*** Opening MATERIAL SHOWN ***

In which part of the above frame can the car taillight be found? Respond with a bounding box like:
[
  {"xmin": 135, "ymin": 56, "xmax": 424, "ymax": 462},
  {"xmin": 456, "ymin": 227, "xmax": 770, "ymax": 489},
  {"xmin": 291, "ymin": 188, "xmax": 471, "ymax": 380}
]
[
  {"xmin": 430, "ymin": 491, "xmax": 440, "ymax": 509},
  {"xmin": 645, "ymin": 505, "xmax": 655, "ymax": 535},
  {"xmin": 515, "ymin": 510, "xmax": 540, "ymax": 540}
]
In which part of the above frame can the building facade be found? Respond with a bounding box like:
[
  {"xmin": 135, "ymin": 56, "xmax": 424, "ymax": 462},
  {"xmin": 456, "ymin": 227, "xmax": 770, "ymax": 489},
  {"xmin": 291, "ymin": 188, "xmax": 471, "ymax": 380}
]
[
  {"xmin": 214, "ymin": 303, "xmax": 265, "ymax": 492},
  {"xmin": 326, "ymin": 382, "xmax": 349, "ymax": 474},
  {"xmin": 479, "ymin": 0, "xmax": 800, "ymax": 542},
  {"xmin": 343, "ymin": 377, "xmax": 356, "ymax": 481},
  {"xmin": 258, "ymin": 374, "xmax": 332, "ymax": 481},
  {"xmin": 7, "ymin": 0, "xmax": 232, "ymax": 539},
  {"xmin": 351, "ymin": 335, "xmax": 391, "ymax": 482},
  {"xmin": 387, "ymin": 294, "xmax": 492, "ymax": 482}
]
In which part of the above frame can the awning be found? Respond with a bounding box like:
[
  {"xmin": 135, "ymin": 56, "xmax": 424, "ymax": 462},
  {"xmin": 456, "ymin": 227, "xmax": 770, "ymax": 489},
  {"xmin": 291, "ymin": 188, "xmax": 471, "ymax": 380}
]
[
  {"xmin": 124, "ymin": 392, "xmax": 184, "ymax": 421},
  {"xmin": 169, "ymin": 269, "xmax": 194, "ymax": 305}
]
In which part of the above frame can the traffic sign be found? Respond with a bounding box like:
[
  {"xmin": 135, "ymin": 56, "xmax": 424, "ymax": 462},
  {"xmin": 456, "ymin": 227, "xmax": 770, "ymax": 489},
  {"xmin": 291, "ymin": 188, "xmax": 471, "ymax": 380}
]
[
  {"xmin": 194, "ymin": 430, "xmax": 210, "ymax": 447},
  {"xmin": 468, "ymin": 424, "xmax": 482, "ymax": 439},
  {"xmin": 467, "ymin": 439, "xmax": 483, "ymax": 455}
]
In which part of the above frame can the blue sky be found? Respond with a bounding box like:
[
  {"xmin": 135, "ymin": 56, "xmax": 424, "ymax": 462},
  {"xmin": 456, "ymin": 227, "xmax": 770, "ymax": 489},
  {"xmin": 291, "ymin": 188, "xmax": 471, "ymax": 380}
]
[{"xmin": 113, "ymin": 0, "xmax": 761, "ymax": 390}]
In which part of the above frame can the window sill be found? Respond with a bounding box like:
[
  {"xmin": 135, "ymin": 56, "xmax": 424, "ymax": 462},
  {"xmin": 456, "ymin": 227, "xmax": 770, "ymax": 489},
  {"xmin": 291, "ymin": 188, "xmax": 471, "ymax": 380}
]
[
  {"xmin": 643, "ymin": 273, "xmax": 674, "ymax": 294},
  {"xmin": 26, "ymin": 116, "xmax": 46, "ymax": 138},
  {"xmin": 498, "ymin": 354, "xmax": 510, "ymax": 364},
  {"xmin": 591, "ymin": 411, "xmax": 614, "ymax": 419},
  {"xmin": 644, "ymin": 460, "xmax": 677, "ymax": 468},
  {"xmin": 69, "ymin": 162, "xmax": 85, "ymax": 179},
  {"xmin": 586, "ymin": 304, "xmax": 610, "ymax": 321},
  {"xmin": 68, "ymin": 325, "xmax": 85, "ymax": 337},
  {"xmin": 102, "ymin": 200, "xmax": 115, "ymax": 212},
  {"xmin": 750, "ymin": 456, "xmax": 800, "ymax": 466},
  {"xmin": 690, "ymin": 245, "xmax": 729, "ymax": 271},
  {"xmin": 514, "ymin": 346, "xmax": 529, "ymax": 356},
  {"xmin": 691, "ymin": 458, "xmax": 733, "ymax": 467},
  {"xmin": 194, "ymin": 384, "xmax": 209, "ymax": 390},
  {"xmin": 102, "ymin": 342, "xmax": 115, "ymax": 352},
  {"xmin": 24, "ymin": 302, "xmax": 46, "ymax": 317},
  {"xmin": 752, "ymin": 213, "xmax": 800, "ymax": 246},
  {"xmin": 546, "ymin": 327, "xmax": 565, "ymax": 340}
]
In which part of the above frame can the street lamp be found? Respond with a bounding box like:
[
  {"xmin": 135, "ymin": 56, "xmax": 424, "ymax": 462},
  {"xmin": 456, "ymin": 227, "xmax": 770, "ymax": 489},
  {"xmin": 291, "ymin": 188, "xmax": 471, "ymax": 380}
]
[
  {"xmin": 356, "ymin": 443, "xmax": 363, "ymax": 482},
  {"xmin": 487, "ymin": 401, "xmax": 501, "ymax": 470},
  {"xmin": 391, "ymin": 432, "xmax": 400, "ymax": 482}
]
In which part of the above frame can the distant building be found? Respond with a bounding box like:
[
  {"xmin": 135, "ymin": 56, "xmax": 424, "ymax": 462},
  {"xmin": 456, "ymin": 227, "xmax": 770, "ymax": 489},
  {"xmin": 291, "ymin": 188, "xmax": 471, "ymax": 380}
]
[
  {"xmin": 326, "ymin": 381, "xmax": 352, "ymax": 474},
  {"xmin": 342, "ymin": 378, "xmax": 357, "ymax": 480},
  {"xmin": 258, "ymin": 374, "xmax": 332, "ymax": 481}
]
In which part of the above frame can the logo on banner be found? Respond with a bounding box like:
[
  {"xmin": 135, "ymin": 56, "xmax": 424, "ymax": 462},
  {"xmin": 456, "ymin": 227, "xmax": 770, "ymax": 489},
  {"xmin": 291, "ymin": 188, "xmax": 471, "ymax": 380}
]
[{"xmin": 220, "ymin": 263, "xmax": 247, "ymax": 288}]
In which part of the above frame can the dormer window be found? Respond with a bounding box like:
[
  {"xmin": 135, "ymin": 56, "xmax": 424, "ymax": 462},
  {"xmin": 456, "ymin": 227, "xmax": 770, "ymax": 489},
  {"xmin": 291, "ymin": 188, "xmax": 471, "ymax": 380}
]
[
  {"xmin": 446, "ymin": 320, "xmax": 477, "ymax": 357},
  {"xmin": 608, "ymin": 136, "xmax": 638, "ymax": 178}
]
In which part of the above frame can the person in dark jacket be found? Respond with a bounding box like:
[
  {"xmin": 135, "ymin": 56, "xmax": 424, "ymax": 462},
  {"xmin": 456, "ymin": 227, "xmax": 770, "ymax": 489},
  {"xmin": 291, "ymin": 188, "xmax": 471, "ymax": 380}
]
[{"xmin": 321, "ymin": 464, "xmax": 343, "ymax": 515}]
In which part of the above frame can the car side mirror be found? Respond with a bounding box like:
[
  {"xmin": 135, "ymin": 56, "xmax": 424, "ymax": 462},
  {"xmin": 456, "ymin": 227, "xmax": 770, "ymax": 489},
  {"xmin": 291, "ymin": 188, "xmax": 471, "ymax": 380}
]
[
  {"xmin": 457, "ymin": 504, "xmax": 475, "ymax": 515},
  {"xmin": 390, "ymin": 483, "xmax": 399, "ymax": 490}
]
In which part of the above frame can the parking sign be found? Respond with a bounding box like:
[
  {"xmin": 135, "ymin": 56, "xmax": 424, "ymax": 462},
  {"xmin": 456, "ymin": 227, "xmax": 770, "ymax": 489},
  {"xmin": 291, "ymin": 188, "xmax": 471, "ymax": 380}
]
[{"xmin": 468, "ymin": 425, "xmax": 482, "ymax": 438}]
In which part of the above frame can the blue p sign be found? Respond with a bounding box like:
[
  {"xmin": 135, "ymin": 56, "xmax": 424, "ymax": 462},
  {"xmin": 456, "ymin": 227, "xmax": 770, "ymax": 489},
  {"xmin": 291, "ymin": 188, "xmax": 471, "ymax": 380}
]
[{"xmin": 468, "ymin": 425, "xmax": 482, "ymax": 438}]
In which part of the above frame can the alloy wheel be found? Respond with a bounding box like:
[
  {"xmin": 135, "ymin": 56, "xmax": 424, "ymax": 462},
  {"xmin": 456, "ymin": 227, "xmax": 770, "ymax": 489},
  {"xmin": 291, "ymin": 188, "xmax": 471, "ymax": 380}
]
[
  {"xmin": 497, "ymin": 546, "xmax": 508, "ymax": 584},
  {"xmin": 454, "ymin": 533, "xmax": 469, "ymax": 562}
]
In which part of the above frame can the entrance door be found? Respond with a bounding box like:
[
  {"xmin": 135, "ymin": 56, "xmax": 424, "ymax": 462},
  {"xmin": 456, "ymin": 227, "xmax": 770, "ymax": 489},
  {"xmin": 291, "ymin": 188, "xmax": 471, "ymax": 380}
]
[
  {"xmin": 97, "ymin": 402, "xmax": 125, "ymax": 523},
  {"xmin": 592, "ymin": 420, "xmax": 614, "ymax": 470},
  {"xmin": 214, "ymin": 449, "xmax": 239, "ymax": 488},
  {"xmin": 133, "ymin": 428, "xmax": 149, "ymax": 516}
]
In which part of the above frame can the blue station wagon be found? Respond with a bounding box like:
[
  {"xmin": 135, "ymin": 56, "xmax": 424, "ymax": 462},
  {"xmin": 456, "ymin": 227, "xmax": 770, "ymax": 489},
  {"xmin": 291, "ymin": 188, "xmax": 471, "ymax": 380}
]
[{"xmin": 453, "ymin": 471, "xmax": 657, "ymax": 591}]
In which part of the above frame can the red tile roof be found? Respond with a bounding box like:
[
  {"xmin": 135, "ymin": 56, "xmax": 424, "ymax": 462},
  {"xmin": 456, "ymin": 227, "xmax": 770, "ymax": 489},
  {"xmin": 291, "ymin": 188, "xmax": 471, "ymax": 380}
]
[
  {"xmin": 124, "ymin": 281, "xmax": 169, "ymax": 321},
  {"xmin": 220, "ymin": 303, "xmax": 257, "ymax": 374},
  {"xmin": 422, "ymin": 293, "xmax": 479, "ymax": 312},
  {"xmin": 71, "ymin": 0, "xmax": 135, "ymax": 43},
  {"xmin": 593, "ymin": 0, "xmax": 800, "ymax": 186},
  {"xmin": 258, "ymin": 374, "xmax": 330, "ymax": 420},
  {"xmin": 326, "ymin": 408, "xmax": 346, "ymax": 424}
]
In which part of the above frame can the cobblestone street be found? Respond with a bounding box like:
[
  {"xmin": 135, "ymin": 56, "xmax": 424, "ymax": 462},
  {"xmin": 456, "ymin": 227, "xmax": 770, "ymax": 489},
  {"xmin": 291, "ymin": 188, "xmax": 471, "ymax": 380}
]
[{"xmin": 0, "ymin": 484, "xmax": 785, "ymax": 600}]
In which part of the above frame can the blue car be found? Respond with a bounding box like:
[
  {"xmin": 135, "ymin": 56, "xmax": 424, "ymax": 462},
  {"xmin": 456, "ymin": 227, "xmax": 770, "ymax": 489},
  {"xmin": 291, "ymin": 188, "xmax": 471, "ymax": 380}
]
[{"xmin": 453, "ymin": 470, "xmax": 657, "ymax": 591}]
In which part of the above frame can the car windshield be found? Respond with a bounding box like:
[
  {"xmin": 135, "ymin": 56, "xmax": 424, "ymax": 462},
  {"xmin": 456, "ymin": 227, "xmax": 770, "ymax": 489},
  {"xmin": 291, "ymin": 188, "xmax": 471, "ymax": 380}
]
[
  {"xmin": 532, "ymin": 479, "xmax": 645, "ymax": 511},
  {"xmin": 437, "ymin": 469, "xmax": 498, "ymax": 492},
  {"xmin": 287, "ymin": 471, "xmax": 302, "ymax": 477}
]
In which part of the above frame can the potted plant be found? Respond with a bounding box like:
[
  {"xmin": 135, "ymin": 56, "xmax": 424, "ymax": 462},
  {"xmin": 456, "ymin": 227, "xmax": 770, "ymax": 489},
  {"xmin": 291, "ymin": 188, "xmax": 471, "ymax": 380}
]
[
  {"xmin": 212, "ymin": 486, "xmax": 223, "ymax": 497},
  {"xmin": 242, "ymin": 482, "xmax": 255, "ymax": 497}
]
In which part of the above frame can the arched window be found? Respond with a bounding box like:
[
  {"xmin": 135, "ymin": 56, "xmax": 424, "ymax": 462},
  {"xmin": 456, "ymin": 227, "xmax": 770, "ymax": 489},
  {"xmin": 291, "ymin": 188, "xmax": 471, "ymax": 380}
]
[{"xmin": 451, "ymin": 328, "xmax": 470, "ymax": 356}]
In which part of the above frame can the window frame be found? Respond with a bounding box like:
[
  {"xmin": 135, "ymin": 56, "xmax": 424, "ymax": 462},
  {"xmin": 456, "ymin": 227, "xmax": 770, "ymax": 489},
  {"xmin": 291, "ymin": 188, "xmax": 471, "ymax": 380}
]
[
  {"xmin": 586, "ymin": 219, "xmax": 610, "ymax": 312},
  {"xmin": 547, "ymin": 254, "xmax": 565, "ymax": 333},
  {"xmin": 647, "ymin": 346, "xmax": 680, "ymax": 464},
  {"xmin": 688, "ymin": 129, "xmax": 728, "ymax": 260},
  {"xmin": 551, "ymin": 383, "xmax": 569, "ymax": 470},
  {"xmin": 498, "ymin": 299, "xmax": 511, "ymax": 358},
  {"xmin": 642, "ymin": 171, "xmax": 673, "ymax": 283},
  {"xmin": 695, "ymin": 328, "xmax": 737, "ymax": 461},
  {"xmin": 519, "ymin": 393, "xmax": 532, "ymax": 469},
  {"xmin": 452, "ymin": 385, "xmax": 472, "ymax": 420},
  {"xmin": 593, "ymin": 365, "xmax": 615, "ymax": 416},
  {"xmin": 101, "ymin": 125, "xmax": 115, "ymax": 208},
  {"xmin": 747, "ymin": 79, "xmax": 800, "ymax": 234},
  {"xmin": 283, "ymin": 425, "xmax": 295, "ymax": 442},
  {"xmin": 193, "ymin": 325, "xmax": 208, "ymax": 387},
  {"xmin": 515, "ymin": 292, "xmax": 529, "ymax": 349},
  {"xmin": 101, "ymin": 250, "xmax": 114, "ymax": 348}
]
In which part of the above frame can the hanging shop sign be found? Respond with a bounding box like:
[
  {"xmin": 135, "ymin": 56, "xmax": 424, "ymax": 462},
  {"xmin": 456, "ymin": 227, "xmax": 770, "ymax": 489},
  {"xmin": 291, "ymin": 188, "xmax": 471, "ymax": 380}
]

*** Closing MATERIAL SHOWN ***

WHAT THE TASK REQUIRES » Go through the entries above, and wherever a line holds the word "sign", copy that line.

OUTPUT FOR THIS EXERCISE »
In which part of the above frame can the traffic sign be found? Respond with a bounding box like:
In which part of the above frame can the parking sign be found? Respond with a bounding box like:
In which part of the above frame can the blue p sign be found? Respond with a bounding box like:
In which part of the above frame can the hanging shop sign be found? Respond with a bounding box like:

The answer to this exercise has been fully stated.